▼▼▼

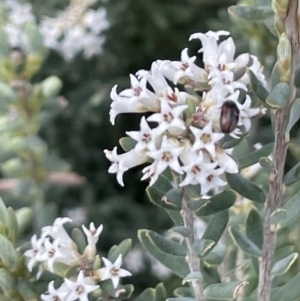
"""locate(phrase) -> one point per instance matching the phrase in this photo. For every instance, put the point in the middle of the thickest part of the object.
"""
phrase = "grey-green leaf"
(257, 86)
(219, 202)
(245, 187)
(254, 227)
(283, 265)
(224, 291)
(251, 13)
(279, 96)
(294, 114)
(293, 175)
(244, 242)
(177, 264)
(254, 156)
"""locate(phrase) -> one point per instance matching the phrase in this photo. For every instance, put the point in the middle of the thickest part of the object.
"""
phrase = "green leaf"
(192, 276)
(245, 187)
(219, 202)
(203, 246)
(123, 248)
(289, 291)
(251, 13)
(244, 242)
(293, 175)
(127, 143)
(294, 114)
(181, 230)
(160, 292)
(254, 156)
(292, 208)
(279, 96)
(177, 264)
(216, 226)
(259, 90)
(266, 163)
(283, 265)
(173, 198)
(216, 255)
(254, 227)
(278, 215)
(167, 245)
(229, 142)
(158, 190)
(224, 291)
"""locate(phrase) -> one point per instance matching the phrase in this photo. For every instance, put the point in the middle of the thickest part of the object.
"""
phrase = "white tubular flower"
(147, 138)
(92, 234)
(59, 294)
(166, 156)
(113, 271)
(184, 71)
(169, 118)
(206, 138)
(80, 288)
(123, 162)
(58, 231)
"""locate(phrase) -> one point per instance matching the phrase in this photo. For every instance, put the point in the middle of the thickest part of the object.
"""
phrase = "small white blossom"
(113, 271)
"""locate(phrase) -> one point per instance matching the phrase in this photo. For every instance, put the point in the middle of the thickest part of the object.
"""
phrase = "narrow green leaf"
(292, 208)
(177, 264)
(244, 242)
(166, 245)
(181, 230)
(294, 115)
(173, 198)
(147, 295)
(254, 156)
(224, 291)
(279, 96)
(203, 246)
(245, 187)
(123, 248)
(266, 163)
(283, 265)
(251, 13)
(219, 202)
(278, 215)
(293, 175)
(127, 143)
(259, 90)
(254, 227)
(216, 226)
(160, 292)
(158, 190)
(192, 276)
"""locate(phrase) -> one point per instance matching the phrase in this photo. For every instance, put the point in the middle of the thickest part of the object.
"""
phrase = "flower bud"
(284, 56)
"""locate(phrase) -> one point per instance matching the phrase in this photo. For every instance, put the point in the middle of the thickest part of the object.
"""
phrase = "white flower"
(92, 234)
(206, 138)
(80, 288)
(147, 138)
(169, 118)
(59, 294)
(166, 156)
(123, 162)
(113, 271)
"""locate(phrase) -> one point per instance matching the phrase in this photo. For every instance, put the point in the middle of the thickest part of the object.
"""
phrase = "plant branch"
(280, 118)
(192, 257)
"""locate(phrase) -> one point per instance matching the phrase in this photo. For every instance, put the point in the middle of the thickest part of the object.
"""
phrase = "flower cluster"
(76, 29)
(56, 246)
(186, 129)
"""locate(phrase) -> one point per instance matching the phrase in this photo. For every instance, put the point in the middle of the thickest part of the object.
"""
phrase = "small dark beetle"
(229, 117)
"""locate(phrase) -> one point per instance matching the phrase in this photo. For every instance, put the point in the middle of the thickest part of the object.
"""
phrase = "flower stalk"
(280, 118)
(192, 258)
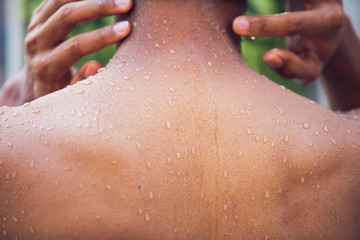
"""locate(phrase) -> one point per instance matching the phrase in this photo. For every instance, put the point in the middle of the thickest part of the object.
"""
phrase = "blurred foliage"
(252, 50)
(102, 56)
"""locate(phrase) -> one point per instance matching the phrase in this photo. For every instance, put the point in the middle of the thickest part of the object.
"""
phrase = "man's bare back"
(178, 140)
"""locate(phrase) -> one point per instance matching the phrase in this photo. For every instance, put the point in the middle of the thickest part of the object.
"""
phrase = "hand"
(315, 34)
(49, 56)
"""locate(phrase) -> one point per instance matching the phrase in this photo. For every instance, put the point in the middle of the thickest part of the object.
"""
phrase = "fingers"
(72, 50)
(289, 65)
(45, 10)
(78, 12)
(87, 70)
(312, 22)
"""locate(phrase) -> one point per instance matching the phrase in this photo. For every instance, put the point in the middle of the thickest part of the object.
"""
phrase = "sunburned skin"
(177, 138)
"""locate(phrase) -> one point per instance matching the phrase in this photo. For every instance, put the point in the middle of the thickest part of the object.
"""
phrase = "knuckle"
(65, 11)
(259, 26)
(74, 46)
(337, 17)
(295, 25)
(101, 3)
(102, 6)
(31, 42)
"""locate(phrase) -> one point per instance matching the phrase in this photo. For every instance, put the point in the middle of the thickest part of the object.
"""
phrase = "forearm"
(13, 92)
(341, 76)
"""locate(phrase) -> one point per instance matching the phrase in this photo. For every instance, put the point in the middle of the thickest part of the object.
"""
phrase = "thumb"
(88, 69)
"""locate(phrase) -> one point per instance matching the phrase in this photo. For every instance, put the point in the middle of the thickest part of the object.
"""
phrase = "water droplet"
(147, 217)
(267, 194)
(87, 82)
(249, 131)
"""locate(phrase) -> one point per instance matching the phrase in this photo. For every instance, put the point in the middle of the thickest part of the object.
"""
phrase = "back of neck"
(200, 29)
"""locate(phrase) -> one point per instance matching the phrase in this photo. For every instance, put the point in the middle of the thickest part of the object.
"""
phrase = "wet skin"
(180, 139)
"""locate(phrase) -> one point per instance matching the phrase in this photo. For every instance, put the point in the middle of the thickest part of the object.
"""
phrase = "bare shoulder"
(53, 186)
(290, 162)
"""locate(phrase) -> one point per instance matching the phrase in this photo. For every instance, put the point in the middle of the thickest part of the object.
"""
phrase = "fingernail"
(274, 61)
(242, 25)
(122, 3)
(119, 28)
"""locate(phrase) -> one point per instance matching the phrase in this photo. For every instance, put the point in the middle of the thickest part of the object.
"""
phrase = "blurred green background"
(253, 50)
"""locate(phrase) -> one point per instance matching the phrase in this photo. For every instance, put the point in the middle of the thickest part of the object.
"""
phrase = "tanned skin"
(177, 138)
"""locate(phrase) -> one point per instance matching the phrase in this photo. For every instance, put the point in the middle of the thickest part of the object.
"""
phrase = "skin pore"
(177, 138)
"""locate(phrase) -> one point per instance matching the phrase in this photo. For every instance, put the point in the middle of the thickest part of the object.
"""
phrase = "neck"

▲▲▲

Exercise aim ▸
List every line in the records above that contains the word "green", copying each line in full.

Correct output ▸
phrase = "grey-green leaf"
phrase = "green leaf"
phrase = "narrow green leaf"
phrase = "blurred green background"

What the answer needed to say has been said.